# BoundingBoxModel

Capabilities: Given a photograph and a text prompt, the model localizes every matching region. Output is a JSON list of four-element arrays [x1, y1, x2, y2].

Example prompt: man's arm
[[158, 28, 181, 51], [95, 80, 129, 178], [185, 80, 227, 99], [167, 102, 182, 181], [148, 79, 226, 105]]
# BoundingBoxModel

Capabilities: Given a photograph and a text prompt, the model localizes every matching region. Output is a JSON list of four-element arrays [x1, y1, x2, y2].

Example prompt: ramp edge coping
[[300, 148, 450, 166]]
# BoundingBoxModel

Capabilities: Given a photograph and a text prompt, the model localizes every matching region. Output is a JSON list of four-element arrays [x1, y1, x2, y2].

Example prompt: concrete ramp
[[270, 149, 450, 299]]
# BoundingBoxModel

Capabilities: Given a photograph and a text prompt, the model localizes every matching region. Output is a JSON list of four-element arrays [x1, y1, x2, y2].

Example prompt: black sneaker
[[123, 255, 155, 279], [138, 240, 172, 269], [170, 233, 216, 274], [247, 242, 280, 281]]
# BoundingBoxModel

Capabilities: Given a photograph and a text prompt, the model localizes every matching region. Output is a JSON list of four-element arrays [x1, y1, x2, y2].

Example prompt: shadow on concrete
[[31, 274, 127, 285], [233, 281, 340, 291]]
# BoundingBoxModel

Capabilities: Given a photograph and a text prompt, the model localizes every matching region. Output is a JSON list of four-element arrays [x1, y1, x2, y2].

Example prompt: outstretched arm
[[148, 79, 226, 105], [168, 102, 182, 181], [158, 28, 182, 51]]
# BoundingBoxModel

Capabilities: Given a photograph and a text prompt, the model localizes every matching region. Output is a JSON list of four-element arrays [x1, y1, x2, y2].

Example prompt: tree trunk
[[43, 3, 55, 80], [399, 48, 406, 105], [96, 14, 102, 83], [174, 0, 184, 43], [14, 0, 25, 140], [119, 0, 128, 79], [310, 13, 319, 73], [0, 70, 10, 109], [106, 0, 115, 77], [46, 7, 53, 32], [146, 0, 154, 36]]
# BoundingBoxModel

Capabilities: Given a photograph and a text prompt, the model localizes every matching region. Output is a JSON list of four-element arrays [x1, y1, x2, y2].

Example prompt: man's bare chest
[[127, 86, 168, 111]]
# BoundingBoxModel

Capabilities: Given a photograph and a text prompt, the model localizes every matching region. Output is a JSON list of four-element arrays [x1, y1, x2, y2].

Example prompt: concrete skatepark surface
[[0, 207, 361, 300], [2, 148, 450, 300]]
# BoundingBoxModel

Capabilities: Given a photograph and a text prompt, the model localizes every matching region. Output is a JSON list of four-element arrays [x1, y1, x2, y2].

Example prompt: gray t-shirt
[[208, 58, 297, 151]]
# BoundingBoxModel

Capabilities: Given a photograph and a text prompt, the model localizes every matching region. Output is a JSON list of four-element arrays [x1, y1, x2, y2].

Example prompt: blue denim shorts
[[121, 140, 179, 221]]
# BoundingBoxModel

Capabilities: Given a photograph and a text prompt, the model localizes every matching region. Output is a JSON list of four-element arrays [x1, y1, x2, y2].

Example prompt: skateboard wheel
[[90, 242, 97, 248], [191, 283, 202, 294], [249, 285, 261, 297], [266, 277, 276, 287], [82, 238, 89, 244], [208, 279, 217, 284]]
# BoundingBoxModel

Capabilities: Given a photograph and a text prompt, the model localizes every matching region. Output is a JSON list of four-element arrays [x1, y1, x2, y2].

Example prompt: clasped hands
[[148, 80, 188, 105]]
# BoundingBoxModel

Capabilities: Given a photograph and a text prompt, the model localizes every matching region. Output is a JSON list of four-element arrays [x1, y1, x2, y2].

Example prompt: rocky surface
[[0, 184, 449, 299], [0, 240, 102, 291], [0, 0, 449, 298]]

- **What you need to do**
Output the full listing exactly, please.

- **Final answer**
# BoundingBoxModel

Capabilities: Given a photograph and a text prompt, the model localizes every matching region. Output is a JSON list of four-element arrays [x1, y1, x2, y2].

Example prompt: man's arm
[[158, 28, 181, 51], [95, 80, 129, 178], [185, 80, 227, 99], [167, 102, 182, 181], [148, 79, 226, 105]]
# BoundingBoxModel

Capabilities: Given a photograph and a text prompt, the model localizes every matching region. Output is a JSON list of four-element arrays [x1, y1, x2, y2].

Example prompt: ramp edge coping
[[300, 148, 450, 166]]
# BoundingBoxModel

Capabilities: Given a photograph and a text prompt, the model localizes every matching region. Output is a JSON list of four-element arrays [x1, y1, x2, y2].

Example prompt: concrete ramp
[[270, 149, 450, 299]]
# BoundingBoxModel

Capabilities: Given a photograph and a text prompt, the model localizes every matching region. Output is a JSON list of four-element arrays [x1, y1, x2, y2].

Example prompt: black sneaker
[[123, 255, 155, 279], [138, 240, 172, 269], [170, 233, 216, 274], [247, 242, 280, 281]]
# BoundingBoxModel

Capabilities: Given a photograph and a text prompt, the model localizes every matching region. Output is a JSON list of four-element arrays [x1, y1, x2, y2].

Example prompt: shadow on concrete
[[31, 274, 127, 285], [233, 281, 340, 291]]
# BoundingBoxModel

Capabilities: Given a photograph and a text prompt, the model localizes every matching region. Output is a JSON list of four-element arrays [x1, y1, x2, y2].

Example prompt: outstretched arm
[[148, 79, 226, 105], [168, 102, 182, 181], [158, 28, 182, 51]]
# BoundingBoxModel

Capabilities: Given a photograph and a text prompt, the model localizes every matching region. Output is a JSON list of four-element arrays [x1, y1, x2, y2].

Example prompt: tree trunk
[[43, 3, 55, 80], [399, 48, 406, 105], [96, 14, 102, 83], [174, 0, 184, 43], [14, 0, 25, 140], [119, 0, 128, 79], [310, 13, 319, 73], [0, 70, 10, 109], [106, 0, 115, 77], [46, 7, 53, 32], [146, 0, 154, 36]]
# BoundingBoxModel

Capabilities: Given a photograph and a text prompt, the model localizes every matching region. Output is a JSON list of four-element arrays [x1, y1, x2, y2].

Example prompt: man's bare chest
[[127, 86, 168, 111]]
# BoundingBoxModel

Capabilities: Given a photograph and a text prompt, the model localizes every matching region. Output is a JSON list of four-element arrays [x1, y1, x2, y2].

Example prompt: concrete skatepark surface
[[0, 207, 361, 300], [2, 148, 450, 300]]
# BoundingBoxModel

Capabilities: Given a photograph and a text prompt, the model localizes every matching region. Output is a JSON list of four-element arrays [x1, y1, x2, y2].

Example prompt: gray t-shirt
[[208, 58, 297, 151]]
# BoundingBoxModel

Capabilities: Given a photograph and a text prompt, the model localizes every matching region. Output is a JSON list of four-element arrays [x1, y1, x2, y2].

Example prompt: blue denim shorts
[[121, 140, 179, 221]]
# BoundingBoxModel

Capabilities: Given a photograph and a text prompt, the model localizes every matching region. Output is a JSON list of four-element arrays [x1, y1, x2, y2].

Example prompt: skateboard wheel
[[90, 242, 97, 248], [191, 283, 202, 294], [249, 285, 261, 297], [266, 277, 276, 287], [82, 238, 89, 244], [208, 279, 217, 284]]
# BoundingBoxModel

Capabilities: Given a photograph and a text prompt, the model localizes every matching region. Output is a JSON list of four-element arrays [x1, y1, x2, y2].

Example prompt: clasped hands
[[148, 80, 188, 105]]
# BoundingBoxModel

Capabilities: Given a photograph and a text prompt, the model localizes every matching region. Output is a JSON list of four-element arrays [x1, y1, x2, y2].

Example prompt: rocky surface
[[0, 184, 449, 299], [0, 240, 102, 291], [0, 0, 449, 298]]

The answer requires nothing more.